• **Task details**
Convert the items into a Markdown table with the columns Row and Line. Begin at the line that contains "point: apartment building", continue through the end of the items, skip blank lines, and leave out the pictures.

• **Point annotations for photos**
++++++++++

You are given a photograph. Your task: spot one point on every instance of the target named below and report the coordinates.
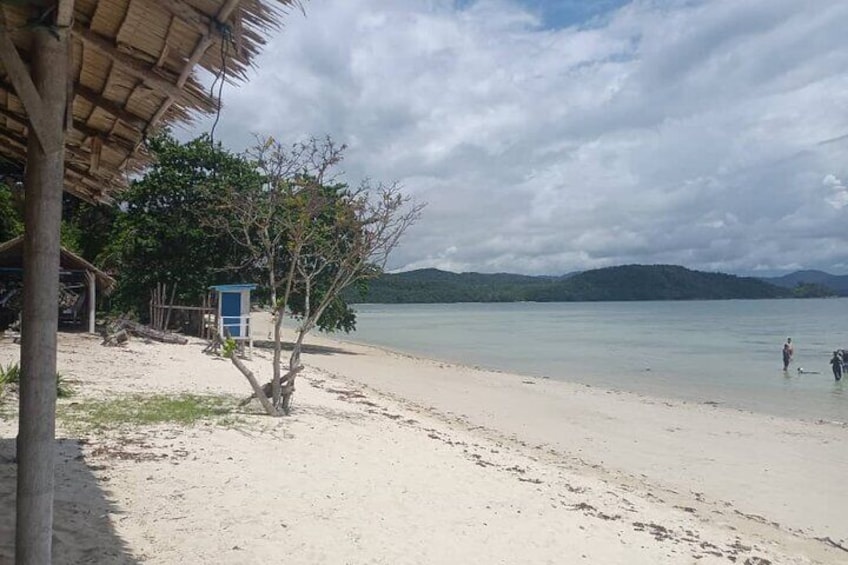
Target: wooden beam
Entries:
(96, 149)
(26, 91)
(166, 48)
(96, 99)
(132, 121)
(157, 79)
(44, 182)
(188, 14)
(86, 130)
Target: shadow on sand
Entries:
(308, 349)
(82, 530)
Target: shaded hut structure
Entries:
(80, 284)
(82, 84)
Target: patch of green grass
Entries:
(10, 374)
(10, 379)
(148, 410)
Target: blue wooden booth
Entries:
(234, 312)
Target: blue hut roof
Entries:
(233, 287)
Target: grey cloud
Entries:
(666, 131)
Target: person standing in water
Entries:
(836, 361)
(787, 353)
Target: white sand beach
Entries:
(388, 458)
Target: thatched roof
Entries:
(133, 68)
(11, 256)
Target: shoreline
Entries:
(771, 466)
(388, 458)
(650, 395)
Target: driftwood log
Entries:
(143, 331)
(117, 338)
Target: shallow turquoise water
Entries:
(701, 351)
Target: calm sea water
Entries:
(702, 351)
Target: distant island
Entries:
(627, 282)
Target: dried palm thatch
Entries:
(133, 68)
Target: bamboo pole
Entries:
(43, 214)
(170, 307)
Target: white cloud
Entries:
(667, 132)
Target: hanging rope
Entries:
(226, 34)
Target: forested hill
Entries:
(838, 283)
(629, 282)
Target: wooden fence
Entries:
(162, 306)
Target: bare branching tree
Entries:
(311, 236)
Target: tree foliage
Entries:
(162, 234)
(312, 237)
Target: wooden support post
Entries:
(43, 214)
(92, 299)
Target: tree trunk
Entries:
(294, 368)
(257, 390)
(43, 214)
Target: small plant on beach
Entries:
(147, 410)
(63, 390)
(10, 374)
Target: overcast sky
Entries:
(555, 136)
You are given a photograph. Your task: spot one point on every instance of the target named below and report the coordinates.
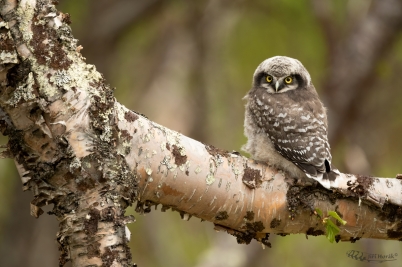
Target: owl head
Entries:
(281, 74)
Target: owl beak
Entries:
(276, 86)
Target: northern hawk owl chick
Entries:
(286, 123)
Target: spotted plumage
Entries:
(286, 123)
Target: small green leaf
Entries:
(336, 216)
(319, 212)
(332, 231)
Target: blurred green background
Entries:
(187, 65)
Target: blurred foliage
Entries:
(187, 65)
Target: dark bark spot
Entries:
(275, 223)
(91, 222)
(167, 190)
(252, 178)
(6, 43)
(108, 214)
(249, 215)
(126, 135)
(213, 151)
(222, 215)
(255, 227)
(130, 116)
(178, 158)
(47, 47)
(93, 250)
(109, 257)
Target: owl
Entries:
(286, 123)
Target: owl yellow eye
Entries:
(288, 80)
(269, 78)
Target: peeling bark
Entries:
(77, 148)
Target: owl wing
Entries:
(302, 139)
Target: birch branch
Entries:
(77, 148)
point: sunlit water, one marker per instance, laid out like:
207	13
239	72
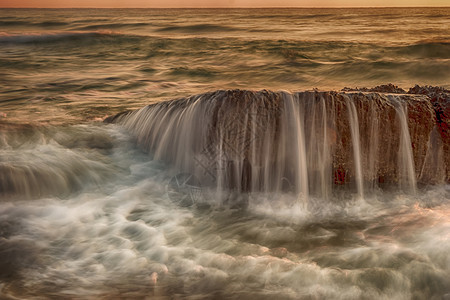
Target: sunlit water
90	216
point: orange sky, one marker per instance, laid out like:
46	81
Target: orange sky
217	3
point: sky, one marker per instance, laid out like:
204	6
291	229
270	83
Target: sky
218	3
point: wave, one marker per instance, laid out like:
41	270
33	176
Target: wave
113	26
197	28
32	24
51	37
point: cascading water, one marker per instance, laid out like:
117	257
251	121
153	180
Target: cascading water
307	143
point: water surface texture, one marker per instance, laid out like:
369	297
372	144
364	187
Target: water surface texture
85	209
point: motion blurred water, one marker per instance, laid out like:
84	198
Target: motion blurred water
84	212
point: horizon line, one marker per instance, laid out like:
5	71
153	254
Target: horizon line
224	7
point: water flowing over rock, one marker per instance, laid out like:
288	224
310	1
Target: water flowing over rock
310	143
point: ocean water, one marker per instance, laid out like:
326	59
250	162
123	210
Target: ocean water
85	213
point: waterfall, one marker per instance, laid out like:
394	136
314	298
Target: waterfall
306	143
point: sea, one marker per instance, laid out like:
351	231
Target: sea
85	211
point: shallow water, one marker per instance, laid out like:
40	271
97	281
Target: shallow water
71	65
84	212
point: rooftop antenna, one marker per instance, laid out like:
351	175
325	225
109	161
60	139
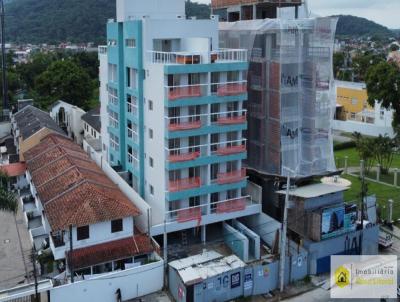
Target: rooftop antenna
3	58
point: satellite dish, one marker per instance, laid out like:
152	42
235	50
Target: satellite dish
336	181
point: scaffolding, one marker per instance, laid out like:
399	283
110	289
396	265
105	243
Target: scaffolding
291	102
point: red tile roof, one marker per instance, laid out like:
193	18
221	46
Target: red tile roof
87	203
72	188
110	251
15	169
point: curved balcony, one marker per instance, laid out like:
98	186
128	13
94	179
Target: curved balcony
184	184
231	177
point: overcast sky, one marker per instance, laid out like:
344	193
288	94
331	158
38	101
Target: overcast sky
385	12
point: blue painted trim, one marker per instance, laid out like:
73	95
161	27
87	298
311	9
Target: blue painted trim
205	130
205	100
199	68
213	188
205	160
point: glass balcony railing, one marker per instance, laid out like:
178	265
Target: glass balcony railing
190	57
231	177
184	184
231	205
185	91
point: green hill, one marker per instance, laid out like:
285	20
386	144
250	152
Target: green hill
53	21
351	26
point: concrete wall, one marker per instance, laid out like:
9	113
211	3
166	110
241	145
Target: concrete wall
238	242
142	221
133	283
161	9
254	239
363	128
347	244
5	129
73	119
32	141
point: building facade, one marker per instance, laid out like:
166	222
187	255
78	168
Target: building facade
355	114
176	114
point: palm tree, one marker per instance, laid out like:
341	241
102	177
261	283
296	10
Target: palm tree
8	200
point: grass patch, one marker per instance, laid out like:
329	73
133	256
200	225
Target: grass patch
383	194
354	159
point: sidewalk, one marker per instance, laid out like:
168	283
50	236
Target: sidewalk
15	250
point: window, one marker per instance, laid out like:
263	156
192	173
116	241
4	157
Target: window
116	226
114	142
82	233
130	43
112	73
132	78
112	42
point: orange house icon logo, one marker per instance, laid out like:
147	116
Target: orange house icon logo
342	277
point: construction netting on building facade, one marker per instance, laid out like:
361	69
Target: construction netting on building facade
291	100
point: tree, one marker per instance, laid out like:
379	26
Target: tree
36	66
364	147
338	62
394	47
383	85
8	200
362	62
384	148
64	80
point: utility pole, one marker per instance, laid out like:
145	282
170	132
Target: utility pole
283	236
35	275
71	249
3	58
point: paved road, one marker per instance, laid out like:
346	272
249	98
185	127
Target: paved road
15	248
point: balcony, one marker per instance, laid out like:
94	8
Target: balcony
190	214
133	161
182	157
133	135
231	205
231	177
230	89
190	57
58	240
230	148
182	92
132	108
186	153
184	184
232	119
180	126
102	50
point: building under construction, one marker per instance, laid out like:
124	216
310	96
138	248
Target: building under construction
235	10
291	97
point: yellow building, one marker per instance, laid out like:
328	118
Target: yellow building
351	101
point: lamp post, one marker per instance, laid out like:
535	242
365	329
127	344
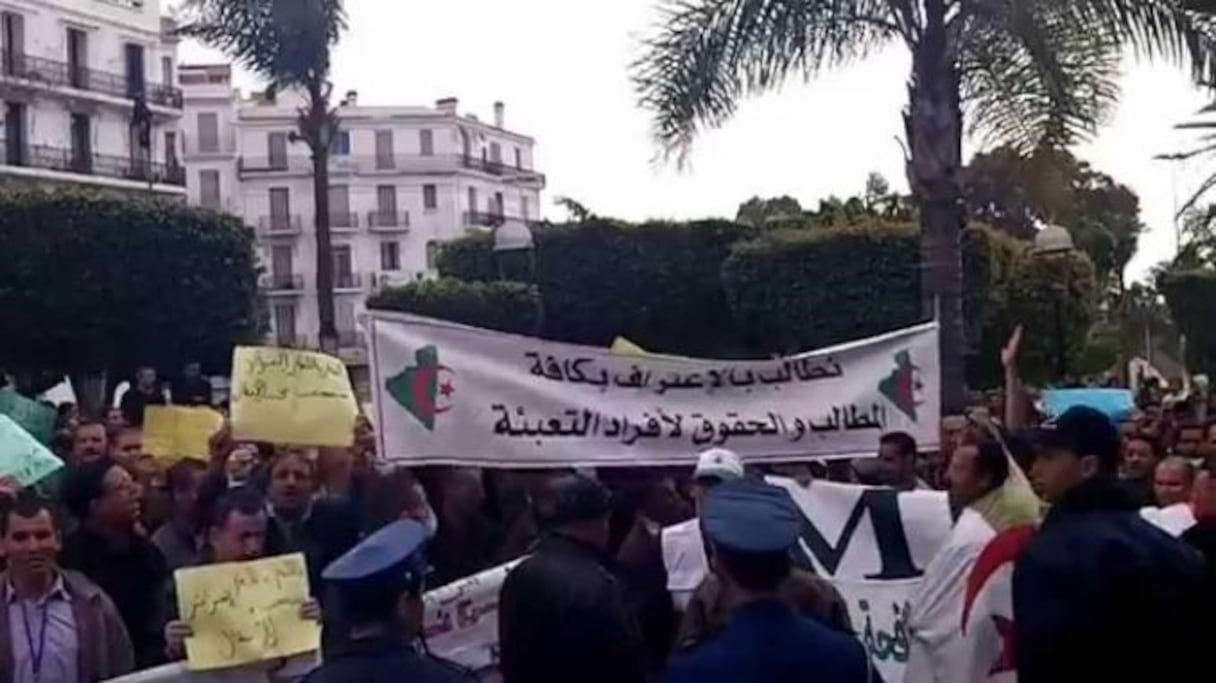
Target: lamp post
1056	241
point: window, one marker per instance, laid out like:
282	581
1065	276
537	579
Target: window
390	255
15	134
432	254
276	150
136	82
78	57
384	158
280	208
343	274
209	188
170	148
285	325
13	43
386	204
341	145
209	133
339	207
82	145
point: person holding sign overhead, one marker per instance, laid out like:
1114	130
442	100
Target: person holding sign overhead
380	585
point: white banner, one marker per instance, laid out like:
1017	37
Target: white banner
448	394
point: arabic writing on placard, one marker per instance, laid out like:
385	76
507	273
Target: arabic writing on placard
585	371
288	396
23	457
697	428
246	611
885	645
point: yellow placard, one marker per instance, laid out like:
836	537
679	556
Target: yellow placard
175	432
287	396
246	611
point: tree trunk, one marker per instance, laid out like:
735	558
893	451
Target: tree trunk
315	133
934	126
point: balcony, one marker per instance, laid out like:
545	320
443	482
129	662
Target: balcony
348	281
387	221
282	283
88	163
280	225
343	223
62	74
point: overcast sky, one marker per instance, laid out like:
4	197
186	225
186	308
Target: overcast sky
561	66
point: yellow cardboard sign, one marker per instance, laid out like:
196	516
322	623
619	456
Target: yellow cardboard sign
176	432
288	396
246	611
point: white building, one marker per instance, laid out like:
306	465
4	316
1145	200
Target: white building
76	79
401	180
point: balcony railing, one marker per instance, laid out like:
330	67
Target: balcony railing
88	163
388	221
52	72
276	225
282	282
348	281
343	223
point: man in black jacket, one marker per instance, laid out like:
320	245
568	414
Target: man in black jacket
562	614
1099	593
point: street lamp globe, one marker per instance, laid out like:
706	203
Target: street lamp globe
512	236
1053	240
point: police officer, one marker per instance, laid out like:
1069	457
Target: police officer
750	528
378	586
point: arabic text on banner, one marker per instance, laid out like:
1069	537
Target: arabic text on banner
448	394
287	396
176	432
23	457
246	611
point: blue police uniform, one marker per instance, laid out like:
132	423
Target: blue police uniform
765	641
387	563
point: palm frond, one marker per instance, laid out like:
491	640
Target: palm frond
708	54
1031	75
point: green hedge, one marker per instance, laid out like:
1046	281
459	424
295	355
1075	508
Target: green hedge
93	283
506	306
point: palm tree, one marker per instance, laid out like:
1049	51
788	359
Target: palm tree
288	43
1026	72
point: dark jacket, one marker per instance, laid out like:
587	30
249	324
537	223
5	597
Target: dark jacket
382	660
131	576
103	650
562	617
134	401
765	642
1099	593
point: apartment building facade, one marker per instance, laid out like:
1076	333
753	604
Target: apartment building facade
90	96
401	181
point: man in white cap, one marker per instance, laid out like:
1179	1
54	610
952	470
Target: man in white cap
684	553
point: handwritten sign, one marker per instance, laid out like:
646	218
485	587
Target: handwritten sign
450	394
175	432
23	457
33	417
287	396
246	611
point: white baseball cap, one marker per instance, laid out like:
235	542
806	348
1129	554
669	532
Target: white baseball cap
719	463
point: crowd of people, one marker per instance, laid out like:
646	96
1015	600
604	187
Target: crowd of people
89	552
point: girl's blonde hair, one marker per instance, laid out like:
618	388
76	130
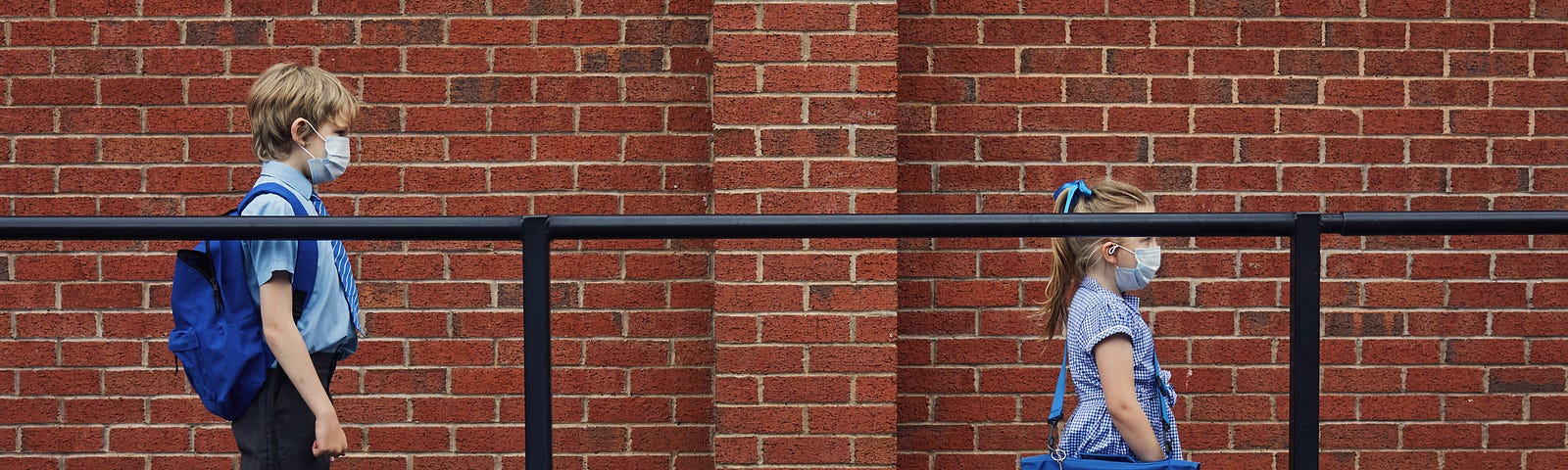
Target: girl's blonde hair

++++++++++

• **Right answer**
| Row | Line |
|---|---|
| 1 | point: apartment building facade, one marker per instance, laid out like: |
| 2 | 1076	333 |
| 3 | 753	604 |
| 4 | Target: apartment building facade |
| 5 | 90	96 |
| 6 | 401	181 |
| 7 | point: man in white cap, one marker per instance, laid out like: |
| 8 | 1179	1 |
| 9 | 54	610 |
| 10 | 952	470 |
| 11 | Target: man in white cap |
| 12 | 684	553 |
| 13 | point: handwritten sign, one marker per instance, laid out like: |
| 14 | 646	218 |
| 15 | 485	587 |
| 16 | Target: handwritten sign |
| 17 | 450	394 |
| 18 | 175	432 |
| 19 | 23	457 |
| 20 | 33	417 |
| 21 | 287	396 |
| 22 | 246	611 |
| 23 | point: white baseball cap, one marker per instance, laid out like: |
| 24 | 235	542 |
| 25 | 806	348 |
| 26 | 1129	554 |
| 27 | 669	532 |
| 28 | Target: white baseball cap |
| 29 | 719	463 |
| 30 | point: crowd of people, one marker per instance, laid out like: |
| 31 | 646	96 |
| 32 | 1015	600 |
| 33 | 604	187 |
| 34 | Target: crowd of people |
| 35 | 89	552 |
| 36 | point: girl's blonde hair, one marker per instance, laid out like: |
| 37 | 618	388 |
| 38 | 76	130 |
| 39 | Target: girl's blonde hair |